• QUOTED TEXT:
>> Begin

Debt Settlement vs. Debt Consolidation: Which Is Right for You?

UpdatedApr 20, 2025
- Debt settlement and debt consolidation are debt relief tactics that could make your debt more manageable.
- Debt consolidation works by changing how you repay your debt, while debt settlement reduces the amount you owe.
- To decide what's right for you, think about what you want to achieve and learn more about the pros and cons of each choice.
Table of Contents
- Debt Consolidation vs. Debt Settlement In a Nutshell
- What Is Debt Consolidation?
- When Should You Consider Debt Consolidation?
- What Is Debt Settlement?
- When Should You Consider Debt Settlement?
- Debt Settlement vs. Debt Consolidation: A Side-By-Side Comparison
- Alternatives to Debt Consolidation and Debt Settlement
- Debt Settlement vs. Debt Consolidation: Deciding What Works For You
Are you having trouble keeping up with your debts? With millions of Americans in the same boat, you’re far from alone.
The way to break free from debt struggles is to take action. We’ll help you understand what debt consolidation and debt settlement could do for you.
Debt Consolidation vs. Debt Settlement In a Nutshell
Debt consolidation and debt settlement are different types of debt management. Debt settlement involves negotiating with creditors to reduce your debt. Debt consolidation rearranges the debt without changing how much you owe.
The right route depends on your loan balance, credit score, status of repayments, and ability to keep on top of your payments. If you're trying to get on top of your debts, start by understanding the options.
What Is Debt Consolidation?

>> End

• WORK INSTRUCTIONS:
(a) Reproduce the stretch of the debt relief article from "- When Should You Consider Debt Settlement?" through "far from alone." verbatim.
(b) Summarize the debt relief article in two sentences.

Labeled box records
>> Begin

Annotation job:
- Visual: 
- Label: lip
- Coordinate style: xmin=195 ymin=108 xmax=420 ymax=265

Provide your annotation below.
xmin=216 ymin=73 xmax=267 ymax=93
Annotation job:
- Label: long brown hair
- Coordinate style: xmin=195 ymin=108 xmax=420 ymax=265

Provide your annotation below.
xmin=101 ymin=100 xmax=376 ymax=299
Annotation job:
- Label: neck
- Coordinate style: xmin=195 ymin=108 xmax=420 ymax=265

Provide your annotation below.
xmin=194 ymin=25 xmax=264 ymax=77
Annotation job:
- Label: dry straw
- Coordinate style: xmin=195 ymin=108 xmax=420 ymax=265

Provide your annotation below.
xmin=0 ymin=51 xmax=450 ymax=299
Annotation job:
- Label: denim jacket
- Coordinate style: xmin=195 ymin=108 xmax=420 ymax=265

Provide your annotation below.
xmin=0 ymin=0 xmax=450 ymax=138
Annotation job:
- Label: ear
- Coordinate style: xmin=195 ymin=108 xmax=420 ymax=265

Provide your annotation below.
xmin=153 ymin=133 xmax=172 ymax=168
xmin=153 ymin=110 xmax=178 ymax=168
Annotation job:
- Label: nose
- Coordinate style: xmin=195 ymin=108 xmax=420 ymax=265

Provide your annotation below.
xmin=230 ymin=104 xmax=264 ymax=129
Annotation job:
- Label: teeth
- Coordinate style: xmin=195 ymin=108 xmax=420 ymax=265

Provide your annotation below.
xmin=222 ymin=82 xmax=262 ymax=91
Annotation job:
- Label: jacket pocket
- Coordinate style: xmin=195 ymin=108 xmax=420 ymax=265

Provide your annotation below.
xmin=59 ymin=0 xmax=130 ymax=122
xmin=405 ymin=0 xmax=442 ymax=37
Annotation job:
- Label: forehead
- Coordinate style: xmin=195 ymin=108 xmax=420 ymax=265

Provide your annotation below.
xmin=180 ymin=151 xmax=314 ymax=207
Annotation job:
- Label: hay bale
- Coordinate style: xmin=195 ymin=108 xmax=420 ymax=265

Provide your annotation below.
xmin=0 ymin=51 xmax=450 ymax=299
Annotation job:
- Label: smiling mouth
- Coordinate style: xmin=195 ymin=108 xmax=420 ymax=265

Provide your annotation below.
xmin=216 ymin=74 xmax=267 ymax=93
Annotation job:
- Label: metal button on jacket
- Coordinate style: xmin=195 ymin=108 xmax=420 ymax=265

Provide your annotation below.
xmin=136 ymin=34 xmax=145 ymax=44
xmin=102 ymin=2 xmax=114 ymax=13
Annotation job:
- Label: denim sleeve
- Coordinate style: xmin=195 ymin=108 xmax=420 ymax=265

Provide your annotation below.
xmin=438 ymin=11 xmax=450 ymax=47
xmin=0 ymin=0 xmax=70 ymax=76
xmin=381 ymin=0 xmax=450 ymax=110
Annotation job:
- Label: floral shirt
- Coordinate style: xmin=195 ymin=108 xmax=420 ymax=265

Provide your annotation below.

>> End

• TASK ANSWERS:
(a)
- When Should You Consider Debt Settlement?
- Debt Settlement vs. Debt Consolidation: A Side-By-Side Comparison
- Alternatives to Debt Consolidation and Debt Settlement
- Debt Settlement vs. Debt Consolidation: Deciding What Works For You
Are you having trouble keeping up with your debts? With millions of Americans in the same boat, you’re far from alone.

(b) Debt settlement and debt consolidation are both debt relief tactics: settlement involves negotiating with creditors to reduce the amount you owe, while consolidation rearranges how you repay the debt without changing how much you owe. Which route is right depends on your loan balance, credit score, status of repayments, and ability to keep on top of your payments.